▶ _Challenge_: Pull out each line of the items below that contains the word "bare".

▶ _Stored data_:
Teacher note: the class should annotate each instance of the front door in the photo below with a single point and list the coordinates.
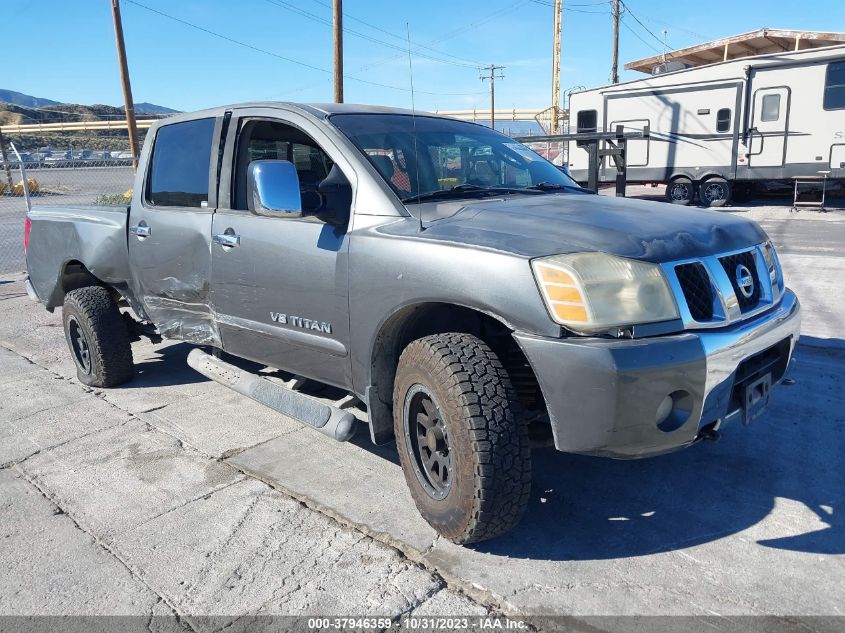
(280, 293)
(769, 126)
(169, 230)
...
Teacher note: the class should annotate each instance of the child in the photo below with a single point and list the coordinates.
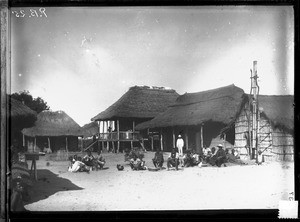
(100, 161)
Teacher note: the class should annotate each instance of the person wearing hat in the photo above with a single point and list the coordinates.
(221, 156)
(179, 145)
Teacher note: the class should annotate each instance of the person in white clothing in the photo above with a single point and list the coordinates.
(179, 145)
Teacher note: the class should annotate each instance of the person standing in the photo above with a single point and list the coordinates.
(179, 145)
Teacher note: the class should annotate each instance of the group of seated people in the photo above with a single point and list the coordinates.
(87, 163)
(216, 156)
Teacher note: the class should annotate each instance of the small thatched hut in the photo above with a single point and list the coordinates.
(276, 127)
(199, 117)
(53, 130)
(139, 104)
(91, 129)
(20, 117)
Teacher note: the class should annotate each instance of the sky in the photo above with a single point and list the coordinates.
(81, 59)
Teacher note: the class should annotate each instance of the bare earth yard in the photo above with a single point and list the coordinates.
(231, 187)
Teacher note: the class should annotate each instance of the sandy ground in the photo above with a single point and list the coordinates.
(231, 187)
==
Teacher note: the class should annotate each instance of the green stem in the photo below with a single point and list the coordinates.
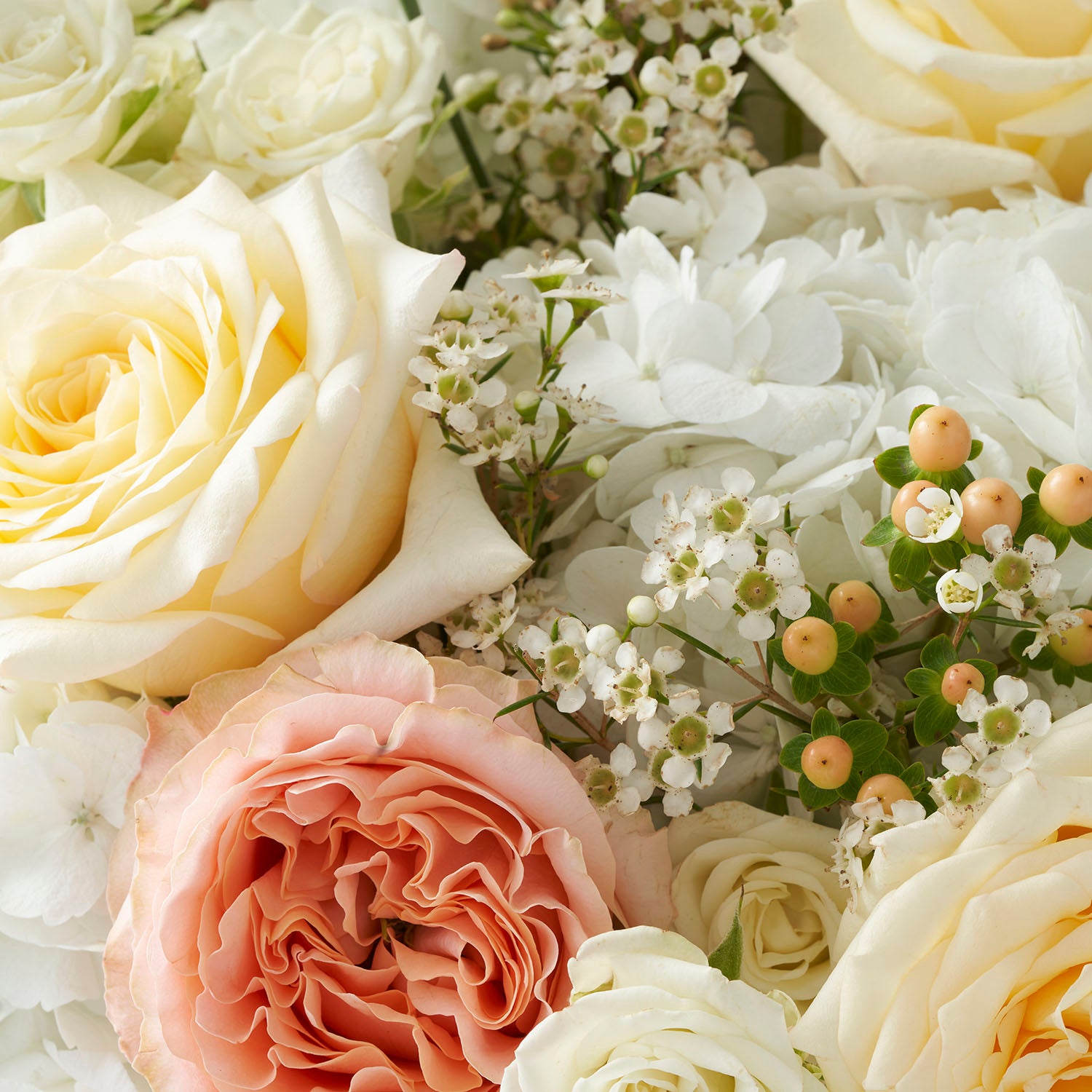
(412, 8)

▶ _Output for this exercise_:
Teacher note: the class should annotate each instance of the bare earth yard in the photo above with a single point and list the coordinates.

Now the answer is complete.